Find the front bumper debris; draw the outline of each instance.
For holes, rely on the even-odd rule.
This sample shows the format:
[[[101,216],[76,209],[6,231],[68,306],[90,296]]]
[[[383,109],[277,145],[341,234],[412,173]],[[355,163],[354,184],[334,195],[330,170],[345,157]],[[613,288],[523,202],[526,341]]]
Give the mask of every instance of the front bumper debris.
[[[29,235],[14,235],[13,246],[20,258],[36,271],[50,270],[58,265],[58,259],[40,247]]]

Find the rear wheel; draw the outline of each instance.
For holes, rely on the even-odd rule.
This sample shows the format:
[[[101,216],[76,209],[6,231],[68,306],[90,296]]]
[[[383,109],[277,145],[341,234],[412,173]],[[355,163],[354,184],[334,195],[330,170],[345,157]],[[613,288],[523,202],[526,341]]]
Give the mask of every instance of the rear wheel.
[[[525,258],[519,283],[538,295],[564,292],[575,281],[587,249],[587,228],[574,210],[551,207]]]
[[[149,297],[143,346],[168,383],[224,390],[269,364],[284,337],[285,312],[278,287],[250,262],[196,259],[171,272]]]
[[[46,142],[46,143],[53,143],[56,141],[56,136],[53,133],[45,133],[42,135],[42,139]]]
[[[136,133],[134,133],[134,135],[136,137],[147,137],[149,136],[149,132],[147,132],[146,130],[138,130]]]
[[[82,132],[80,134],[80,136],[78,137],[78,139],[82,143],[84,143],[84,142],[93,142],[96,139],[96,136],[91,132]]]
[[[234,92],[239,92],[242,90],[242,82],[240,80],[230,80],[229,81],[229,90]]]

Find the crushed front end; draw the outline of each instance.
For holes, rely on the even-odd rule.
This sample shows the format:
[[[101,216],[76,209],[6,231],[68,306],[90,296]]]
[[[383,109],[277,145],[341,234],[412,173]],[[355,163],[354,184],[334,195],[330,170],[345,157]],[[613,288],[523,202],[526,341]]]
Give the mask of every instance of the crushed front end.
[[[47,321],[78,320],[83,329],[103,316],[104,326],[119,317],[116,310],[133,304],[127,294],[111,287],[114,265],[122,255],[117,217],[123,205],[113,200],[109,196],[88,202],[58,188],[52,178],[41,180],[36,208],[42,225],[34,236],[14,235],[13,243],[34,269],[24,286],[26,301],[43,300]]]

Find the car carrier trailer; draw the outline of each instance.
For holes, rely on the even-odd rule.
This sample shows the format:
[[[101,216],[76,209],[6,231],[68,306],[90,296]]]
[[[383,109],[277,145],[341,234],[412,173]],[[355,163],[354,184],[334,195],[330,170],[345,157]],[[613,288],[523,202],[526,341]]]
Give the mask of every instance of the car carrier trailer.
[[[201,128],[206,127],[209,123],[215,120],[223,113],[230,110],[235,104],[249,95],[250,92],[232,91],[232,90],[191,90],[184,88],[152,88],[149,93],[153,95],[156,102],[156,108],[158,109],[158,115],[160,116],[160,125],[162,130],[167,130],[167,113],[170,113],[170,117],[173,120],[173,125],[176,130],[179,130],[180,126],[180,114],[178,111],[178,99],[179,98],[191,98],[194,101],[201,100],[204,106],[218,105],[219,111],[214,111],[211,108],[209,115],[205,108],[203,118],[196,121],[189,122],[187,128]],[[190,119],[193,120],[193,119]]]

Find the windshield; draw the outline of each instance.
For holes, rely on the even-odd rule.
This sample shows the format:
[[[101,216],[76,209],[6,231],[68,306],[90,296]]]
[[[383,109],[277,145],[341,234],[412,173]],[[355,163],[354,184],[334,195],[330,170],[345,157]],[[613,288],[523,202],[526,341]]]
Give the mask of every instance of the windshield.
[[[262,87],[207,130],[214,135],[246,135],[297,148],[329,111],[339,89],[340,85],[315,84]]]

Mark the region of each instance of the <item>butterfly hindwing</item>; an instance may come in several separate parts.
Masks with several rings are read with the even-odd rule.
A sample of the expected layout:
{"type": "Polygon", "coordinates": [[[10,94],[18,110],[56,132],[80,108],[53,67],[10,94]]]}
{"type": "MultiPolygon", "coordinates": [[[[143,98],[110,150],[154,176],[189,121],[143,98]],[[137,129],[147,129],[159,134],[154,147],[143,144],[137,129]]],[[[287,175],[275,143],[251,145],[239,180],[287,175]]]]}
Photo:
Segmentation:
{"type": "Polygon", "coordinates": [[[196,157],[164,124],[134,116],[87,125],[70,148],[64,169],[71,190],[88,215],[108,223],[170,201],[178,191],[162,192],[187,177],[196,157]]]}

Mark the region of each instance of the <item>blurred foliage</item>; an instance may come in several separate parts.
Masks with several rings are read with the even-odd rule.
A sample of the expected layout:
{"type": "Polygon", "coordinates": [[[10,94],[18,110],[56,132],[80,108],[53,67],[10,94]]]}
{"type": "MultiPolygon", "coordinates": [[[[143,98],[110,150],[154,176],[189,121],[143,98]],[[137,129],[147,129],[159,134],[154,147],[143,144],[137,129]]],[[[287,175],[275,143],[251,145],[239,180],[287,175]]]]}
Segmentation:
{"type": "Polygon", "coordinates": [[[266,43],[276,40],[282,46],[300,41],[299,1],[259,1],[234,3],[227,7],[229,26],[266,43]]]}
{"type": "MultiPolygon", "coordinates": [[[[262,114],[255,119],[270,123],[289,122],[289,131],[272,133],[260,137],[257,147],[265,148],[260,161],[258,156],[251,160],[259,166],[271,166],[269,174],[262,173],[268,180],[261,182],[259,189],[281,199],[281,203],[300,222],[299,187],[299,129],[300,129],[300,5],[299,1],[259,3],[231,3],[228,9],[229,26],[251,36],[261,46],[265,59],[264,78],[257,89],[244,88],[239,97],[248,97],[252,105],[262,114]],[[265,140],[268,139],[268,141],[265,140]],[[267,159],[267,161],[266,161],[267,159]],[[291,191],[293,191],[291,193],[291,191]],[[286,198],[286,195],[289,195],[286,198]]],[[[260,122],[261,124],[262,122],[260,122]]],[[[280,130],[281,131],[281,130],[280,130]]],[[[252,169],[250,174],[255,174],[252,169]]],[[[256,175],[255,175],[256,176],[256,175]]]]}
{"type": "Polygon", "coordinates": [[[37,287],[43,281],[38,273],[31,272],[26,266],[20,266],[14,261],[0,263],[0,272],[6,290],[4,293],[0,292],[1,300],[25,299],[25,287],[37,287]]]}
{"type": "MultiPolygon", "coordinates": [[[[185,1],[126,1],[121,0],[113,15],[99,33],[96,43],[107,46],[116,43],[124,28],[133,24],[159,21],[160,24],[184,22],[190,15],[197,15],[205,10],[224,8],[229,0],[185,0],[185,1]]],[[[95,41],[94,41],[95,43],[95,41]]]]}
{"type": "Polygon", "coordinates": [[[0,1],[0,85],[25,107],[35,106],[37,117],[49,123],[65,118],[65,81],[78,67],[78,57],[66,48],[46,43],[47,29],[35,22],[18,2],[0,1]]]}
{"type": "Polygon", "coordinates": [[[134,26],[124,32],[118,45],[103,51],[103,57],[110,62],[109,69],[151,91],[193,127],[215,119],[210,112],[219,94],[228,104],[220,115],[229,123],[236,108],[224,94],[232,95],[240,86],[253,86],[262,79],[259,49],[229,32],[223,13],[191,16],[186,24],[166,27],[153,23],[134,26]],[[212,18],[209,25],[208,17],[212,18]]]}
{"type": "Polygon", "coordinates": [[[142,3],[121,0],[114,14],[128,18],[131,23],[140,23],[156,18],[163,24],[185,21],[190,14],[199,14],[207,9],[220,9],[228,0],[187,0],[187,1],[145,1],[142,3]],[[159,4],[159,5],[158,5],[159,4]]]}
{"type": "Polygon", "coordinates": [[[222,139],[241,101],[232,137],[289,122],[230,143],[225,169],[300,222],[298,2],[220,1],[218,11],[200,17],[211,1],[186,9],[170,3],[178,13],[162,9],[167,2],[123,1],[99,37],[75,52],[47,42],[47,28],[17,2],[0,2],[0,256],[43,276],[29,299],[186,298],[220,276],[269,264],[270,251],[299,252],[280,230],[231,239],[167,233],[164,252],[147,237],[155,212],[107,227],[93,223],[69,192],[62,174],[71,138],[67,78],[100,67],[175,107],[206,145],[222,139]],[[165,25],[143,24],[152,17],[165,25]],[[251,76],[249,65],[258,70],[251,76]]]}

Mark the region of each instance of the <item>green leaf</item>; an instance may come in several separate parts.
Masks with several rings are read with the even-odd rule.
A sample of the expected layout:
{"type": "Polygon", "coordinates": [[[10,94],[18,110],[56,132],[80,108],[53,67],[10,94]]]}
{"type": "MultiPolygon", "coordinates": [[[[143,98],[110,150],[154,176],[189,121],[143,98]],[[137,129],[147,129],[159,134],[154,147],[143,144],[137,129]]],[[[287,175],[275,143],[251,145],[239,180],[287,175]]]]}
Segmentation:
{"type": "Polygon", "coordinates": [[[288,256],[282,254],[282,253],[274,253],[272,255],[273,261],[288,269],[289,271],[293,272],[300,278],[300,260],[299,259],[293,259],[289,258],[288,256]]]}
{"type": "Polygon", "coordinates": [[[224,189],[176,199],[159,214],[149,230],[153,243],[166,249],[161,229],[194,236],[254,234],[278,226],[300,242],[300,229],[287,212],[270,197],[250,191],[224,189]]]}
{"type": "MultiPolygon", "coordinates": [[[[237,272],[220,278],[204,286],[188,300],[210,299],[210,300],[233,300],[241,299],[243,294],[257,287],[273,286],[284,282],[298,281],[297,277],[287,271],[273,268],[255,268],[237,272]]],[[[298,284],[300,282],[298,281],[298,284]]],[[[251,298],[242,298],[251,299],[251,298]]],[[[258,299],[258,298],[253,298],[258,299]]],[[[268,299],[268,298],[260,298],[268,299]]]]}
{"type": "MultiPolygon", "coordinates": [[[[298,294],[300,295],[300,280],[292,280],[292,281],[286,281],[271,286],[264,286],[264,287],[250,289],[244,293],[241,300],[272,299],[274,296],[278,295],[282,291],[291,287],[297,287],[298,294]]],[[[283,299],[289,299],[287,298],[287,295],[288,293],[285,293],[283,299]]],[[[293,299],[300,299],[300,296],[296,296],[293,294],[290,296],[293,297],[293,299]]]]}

* What is expected *
Where does the word "item" appear in the listing above? Copy every line that holds it.

* Response to this exercise *
Mark the region of each instance of the <item>butterfly hindwing</item>; an instance may come in several separate parts.
Mark the region of each instance of the <item>blurred foliage</item>; an instance may come in several separate parts.
Mark the region of each instance of the <item>green leaf</item>; an instance may come in several separate parts.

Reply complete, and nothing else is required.